[Rows from a pointing dataset]
***

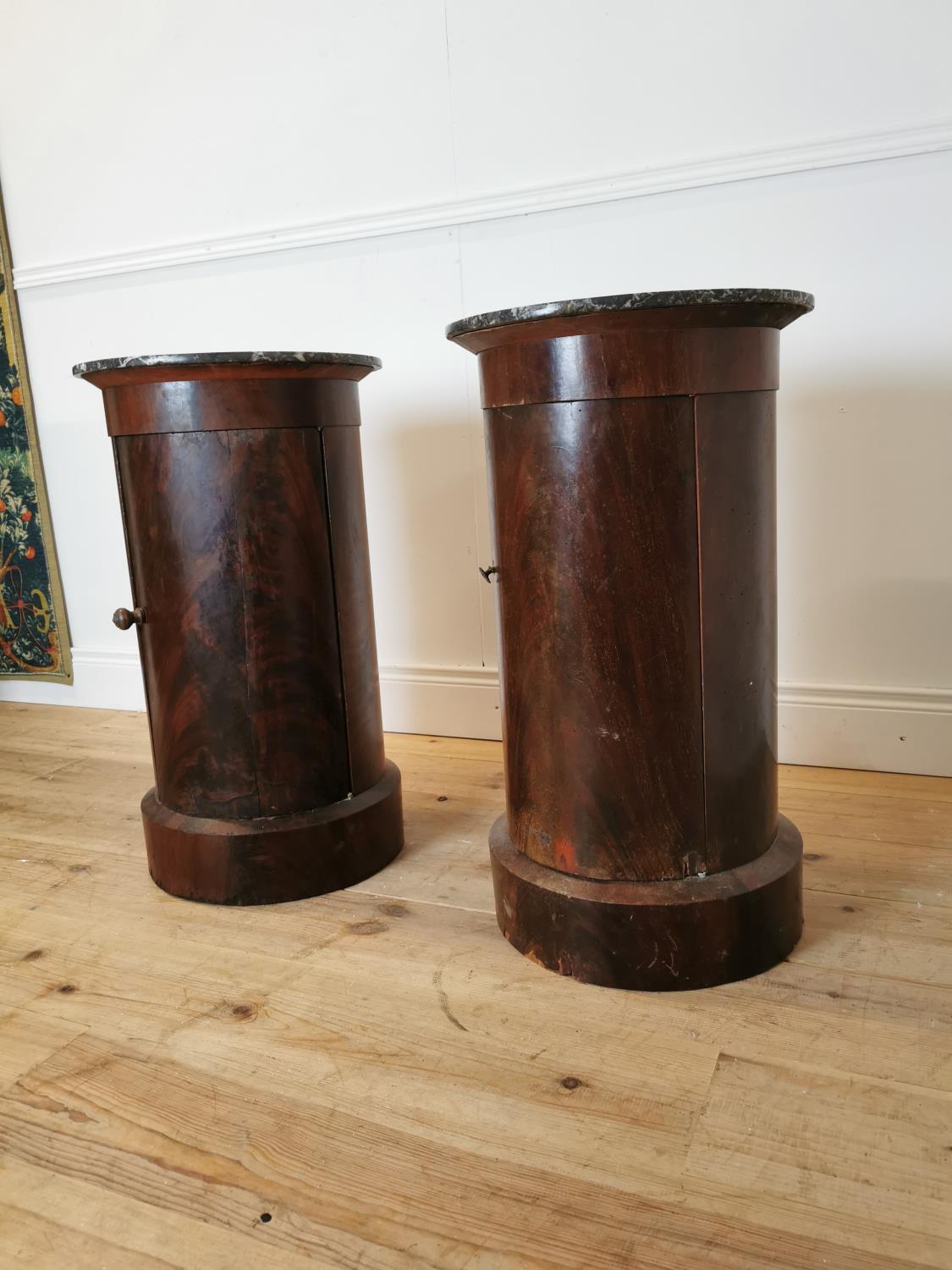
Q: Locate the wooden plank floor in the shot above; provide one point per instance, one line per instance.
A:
(376, 1079)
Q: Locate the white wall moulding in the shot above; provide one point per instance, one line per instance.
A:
(690, 174)
(895, 729)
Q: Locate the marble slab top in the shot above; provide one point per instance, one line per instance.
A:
(118, 363)
(636, 300)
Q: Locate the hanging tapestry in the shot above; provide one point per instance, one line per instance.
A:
(35, 639)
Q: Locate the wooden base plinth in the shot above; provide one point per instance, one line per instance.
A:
(274, 859)
(658, 936)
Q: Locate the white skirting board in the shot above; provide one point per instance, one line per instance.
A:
(891, 729)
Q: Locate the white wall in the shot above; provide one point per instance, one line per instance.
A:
(201, 174)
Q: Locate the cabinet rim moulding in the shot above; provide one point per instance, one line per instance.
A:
(738, 165)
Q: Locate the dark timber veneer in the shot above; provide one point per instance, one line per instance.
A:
(632, 475)
(243, 505)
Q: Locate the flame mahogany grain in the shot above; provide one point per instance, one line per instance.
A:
(632, 479)
(244, 516)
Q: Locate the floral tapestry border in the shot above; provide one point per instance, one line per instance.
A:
(35, 639)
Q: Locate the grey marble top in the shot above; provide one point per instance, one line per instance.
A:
(118, 363)
(636, 300)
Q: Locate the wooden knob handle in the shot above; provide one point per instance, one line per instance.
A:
(124, 619)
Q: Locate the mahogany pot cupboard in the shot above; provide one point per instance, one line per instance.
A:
(632, 479)
(243, 505)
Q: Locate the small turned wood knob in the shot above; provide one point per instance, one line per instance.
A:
(124, 619)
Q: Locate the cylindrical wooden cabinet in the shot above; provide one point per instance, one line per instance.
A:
(632, 477)
(243, 505)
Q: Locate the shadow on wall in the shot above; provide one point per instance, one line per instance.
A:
(421, 500)
(863, 513)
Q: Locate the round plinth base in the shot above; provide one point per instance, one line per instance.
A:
(657, 936)
(274, 859)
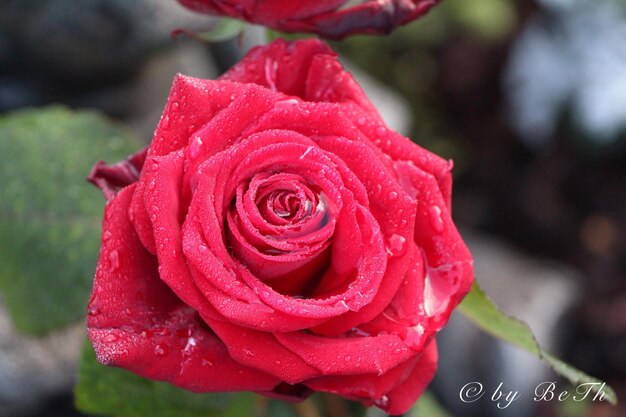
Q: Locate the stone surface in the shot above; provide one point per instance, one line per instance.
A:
(535, 291)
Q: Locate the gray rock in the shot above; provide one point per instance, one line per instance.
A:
(537, 292)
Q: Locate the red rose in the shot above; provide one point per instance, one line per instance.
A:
(278, 238)
(333, 19)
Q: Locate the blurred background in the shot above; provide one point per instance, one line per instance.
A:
(528, 97)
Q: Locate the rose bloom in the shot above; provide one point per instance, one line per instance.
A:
(333, 19)
(277, 237)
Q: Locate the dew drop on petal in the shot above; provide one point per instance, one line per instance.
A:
(396, 245)
(435, 218)
(194, 147)
(161, 350)
(114, 260)
(382, 402)
(110, 338)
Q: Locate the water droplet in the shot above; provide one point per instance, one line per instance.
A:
(435, 218)
(110, 338)
(194, 147)
(161, 350)
(396, 245)
(94, 311)
(382, 402)
(114, 260)
(165, 122)
(183, 332)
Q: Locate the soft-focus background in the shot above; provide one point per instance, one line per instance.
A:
(528, 97)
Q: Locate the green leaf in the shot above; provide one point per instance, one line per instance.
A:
(483, 312)
(50, 216)
(223, 30)
(428, 406)
(115, 392)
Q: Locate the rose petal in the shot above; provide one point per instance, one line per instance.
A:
(137, 323)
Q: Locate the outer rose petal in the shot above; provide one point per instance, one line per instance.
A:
(137, 323)
(395, 391)
(187, 287)
(333, 19)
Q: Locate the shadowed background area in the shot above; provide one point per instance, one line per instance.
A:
(528, 97)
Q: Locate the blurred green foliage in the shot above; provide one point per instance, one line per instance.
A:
(50, 216)
(407, 61)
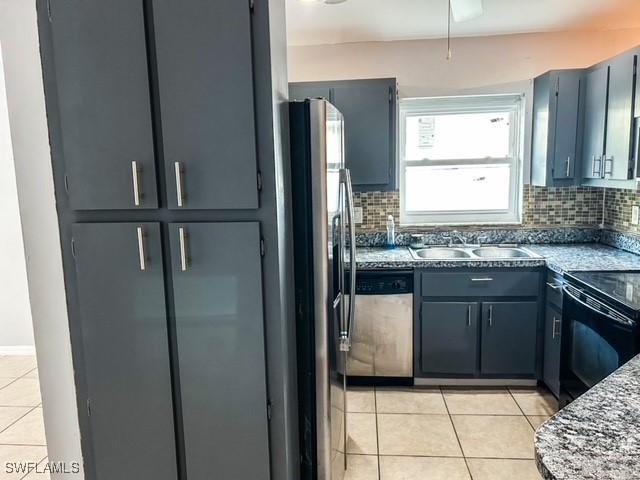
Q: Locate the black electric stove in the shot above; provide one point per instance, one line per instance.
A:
(600, 328)
(620, 289)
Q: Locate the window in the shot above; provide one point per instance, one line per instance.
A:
(460, 159)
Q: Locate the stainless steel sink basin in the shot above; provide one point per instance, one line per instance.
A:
(442, 252)
(471, 253)
(500, 252)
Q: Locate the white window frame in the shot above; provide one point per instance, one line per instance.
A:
(466, 104)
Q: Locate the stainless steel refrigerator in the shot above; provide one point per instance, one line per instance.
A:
(322, 219)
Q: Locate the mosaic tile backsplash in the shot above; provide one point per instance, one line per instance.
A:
(617, 208)
(542, 207)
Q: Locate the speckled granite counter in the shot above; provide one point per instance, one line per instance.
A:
(372, 258)
(586, 257)
(598, 435)
(560, 258)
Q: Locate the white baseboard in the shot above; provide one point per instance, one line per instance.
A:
(18, 350)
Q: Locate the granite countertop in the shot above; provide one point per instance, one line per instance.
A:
(372, 258)
(598, 435)
(560, 258)
(586, 257)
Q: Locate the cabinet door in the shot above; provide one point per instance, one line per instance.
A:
(205, 77)
(566, 124)
(126, 350)
(303, 90)
(551, 362)
(103, 103)
(509, 338)
(620, 117)
(217, 285)
(449, 338)
(368, 108)
(596, 84)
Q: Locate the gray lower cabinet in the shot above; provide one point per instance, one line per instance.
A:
(448, 337)
(121, 301)
(102, 100)
(205, 80)
(551, 362)
(509, 331)
(217, 289)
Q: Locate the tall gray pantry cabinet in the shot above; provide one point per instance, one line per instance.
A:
(169, 148)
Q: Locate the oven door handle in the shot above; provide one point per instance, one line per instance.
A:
(627, 322)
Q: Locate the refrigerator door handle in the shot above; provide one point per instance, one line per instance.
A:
(345, 340)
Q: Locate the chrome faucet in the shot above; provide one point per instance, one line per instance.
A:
(459, 236)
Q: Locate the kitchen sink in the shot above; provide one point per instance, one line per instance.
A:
(501, 252)
(471, 253)
(444, 252)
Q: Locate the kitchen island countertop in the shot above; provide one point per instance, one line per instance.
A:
(598, 435)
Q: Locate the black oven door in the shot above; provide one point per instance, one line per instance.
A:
(596, 341)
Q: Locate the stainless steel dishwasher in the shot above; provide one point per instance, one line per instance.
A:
(382, 341)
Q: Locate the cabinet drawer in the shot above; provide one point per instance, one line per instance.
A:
(456, 284)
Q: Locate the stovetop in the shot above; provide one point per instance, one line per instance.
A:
(622, 287)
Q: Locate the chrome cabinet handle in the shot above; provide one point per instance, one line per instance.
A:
(596, 171)
(179, 193)
(345, 178)
(556, 321)
(136, 183)
(183, 249)
(608, 166)
(141, 254)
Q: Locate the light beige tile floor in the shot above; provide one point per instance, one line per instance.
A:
(448, 433)
(22, 440)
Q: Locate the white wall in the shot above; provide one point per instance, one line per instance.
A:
(496, 64)
(27, 116)
(478, 63)
(16, 331)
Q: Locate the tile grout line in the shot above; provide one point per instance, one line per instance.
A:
(16, 421)
(39, 462)
(446, 406)
(375, 409)
(520, 408)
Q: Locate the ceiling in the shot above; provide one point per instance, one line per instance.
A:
(315, 23)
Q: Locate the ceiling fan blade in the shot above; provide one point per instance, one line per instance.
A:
(463, 10)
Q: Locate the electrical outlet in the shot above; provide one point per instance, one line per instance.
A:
(357, 215)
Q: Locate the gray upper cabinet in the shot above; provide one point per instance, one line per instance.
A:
(103, 104)
(618, 152)
(217, 285)
(205, 77)
(369, 109)
(449, 338)
(509, 338)
(120, 290)
(597, 81)
(557, 126)
(609, 120)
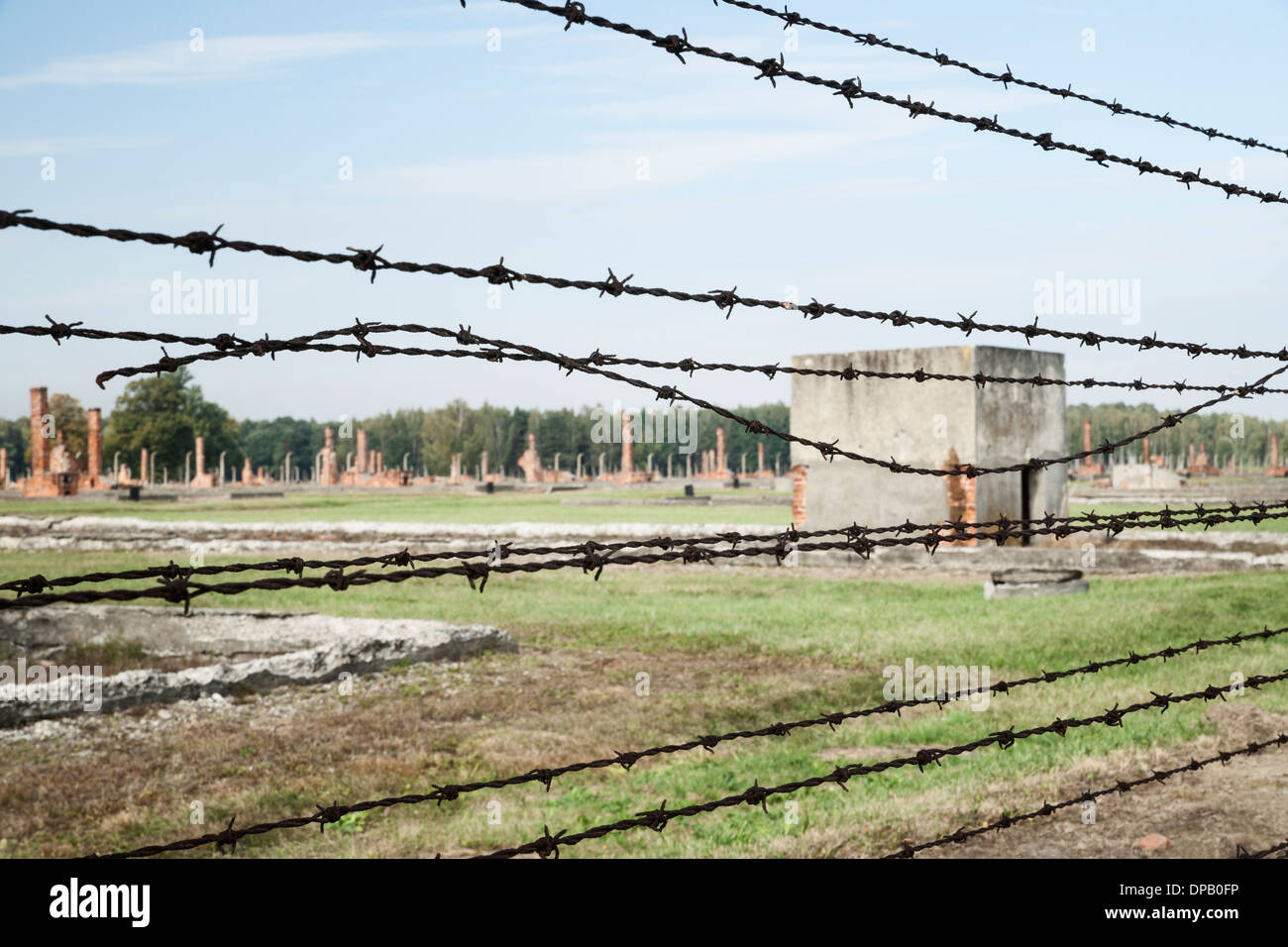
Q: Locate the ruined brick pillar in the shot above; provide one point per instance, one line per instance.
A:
(961, 495)
(329, 462)
(39, 442)
(799, 476)
(94, 445)
(529, 462)
(627, 447)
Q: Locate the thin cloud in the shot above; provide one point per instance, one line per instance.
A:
(27, 147)
(223, 58)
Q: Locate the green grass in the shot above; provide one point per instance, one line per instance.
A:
(428, 508)
(833, 618)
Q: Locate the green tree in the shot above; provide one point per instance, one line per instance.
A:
(165, 415)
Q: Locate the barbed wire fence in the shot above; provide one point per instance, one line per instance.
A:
(181, 585)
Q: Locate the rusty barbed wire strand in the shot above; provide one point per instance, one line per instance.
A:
(658, 818)
(590, 365)
(1093, 522)
(500, 274)
(179, 587)
(964, 834)
(1265, 852)
(687, 365)
(60, 330)
(1090, 522)
(1006, 78)
(708, 742)
(850, 89)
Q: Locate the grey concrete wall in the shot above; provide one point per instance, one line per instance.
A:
(1016, 423)
(918, 423)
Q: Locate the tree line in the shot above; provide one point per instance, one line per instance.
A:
(1223, 434)
(166, 414)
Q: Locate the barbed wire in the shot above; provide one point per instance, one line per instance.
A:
(708, 742)
(658, 818)
(687, 365)
(1005, 822)
(679, 44)
(591, 365)
(1006, 78)
(1091, 521)
(498, 274)
(178, 587)
(1265, 852)
(60, 330)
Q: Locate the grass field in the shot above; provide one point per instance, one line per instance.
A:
(724, 648)
(1244, 526)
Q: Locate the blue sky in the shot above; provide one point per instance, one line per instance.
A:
(532, 151)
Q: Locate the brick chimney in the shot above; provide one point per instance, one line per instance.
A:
(627, 447)
(39, 444)
(94, 445)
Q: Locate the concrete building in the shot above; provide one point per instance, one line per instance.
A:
(930, 424)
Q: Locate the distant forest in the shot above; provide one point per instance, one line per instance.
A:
(1224, 434)
(165, 414)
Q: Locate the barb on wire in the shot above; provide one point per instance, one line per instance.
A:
(708, 742)
(1006, 78)
(1265, 852)
(498, 350)
(961, 835)
(722, 299)
(983, 530)
(657, 819)
(776, 68)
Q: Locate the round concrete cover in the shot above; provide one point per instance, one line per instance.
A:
(1034, 577)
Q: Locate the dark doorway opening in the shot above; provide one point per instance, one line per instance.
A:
(1025, 501)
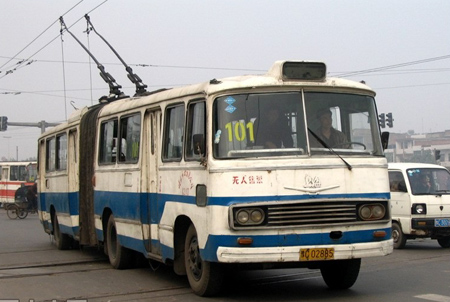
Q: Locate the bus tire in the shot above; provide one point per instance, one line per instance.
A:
(205, 278)
(119, 256)
(444, 242)
(12, 211)
(341, 274)
(22, 213)
(398, 236)
(62, 241)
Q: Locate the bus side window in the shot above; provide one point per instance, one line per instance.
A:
(130, 133)
(195, 143)
(173, 133)
(108, 142)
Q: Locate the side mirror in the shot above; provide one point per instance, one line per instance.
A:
(199, 144)
(385, 140)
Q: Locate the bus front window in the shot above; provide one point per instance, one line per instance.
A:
(249, 125)
(273, 124)
(344, 122)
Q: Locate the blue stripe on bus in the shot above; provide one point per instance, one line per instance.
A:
(134, 207)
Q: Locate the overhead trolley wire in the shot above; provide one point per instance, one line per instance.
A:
(20, 63)
(393, 66)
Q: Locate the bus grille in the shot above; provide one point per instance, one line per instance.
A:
(311, 214)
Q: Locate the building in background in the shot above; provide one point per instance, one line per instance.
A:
(424, 148)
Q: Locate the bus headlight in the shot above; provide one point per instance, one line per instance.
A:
(419, 208)
(374, 211)
(249, 216)
(242, 216)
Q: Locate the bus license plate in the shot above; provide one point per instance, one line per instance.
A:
(442, 223)
(316, 254)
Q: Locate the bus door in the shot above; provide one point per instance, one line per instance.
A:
(151, 178)
(73, 179)
(4, 178)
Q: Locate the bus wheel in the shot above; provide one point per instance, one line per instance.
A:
(341, 274)
(205, 277)
(12, 211)
(63, 241)
(119, 256)
(398, 236)
(22, 213)
(444, 242)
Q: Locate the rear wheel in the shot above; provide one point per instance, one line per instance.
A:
(12, 211)
(205, 278)
(398, 236)
(120, 257)
(444, 242)
(341, 274)
(63, 241)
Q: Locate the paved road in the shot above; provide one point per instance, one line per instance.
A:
(32, 268)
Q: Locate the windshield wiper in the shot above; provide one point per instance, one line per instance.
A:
(329, 148)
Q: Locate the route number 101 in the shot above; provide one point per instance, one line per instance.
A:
(237, 130)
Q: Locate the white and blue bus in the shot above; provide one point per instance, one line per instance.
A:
(285, 168)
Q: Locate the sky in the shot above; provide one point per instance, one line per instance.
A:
(401, 49)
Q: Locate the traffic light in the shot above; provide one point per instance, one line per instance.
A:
(3, 123)
(381, 120)
(437, 154)
(389, 120)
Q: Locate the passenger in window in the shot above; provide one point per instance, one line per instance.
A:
(423, 186)
(330, 136)
(273, 131)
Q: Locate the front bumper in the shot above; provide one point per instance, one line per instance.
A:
(292, 253)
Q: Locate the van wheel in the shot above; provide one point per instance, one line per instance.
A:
(341, 274)
(398, 236)
(119, 256)
(444, 242)
(205, 278)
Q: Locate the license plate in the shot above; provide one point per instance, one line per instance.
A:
(442, 223)
(316, 254)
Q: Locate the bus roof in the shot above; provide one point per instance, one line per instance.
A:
(405, 166)
(273, 78)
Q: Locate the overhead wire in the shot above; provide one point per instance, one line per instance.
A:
(360, 72)
(43, 47)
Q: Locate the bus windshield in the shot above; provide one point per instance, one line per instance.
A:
(283, 124)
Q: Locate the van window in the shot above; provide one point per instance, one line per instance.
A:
(397, 182)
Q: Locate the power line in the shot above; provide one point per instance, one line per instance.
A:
(393, 66)
(38, 36)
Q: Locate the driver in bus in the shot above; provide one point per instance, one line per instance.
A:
(330, 136)
(273, 131)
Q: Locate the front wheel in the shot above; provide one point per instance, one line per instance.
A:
(119, 256)
(62, 241)
(22, 213)
(341, 274)
(205, 278)
(398, 236)
(444, 242)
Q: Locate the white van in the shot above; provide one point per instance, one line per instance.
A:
(420, 202)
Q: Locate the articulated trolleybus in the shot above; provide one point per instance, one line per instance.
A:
(284, 169)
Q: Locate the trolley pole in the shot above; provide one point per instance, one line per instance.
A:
(41, 124)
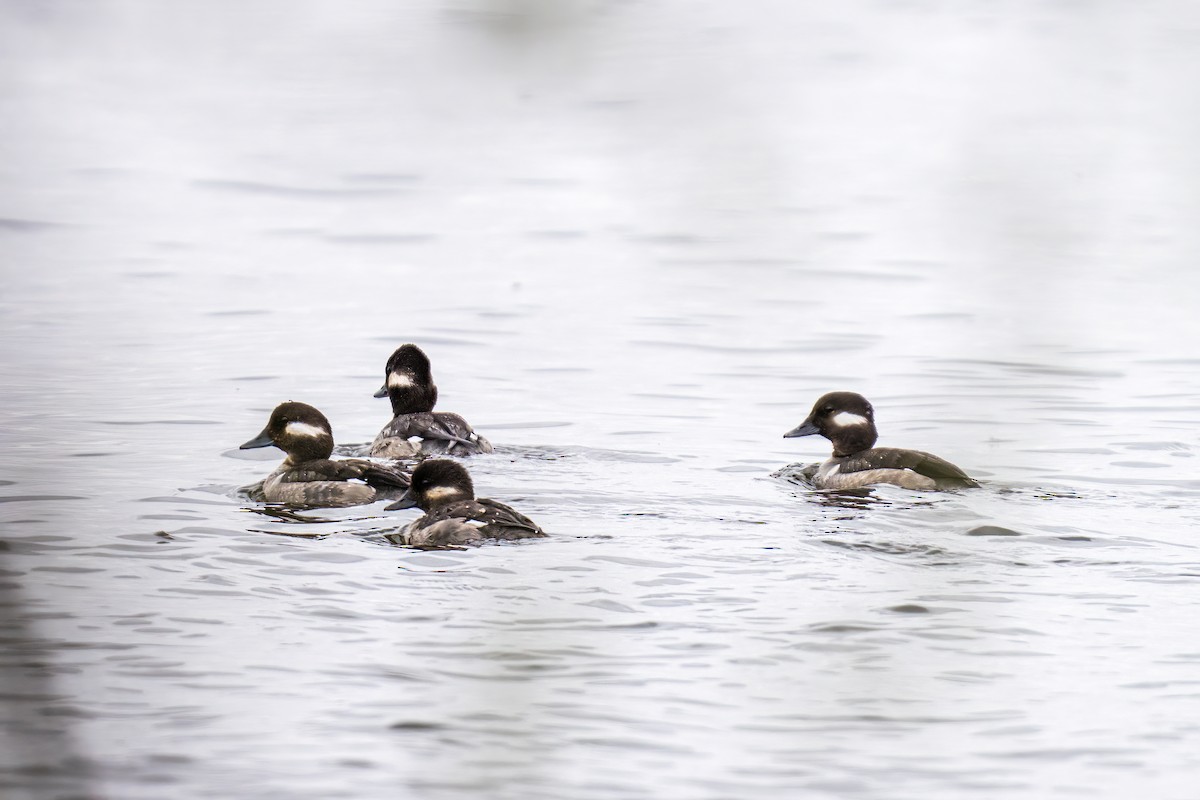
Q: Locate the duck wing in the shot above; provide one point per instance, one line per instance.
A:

***

- **WRITTEN EXERCISE**: Can the lines from the one with "Q: Locate the front wheel" to the end of the records above be quoted exactly, both ends included, with every picture omitted?

- **OUTPUT FOR THIS EXERCISE**:
Q: Locate the front wheel in the shot above; provide one point per instance, one line per instance.
A:
(119, 256)
(62, 241)
(22, 213)
(341, 274)
(205, 278)
(398, 236)
(444, 242)
Q: Locate the white van in the shot above; provide one point per instance, one line per instance.
A:
(420, 202)
Q: Locate the articulated trolleybus in the shot above; provide one point per instance, one line per instance.
A:
(284, 169)
Q: Locate the trolley pole in the shot above; provide one point per instance, one line per instance.
A:
(41, 124)
Q: Locate the duck wing in the shot above; provide one point per instance, one line per instance.
A:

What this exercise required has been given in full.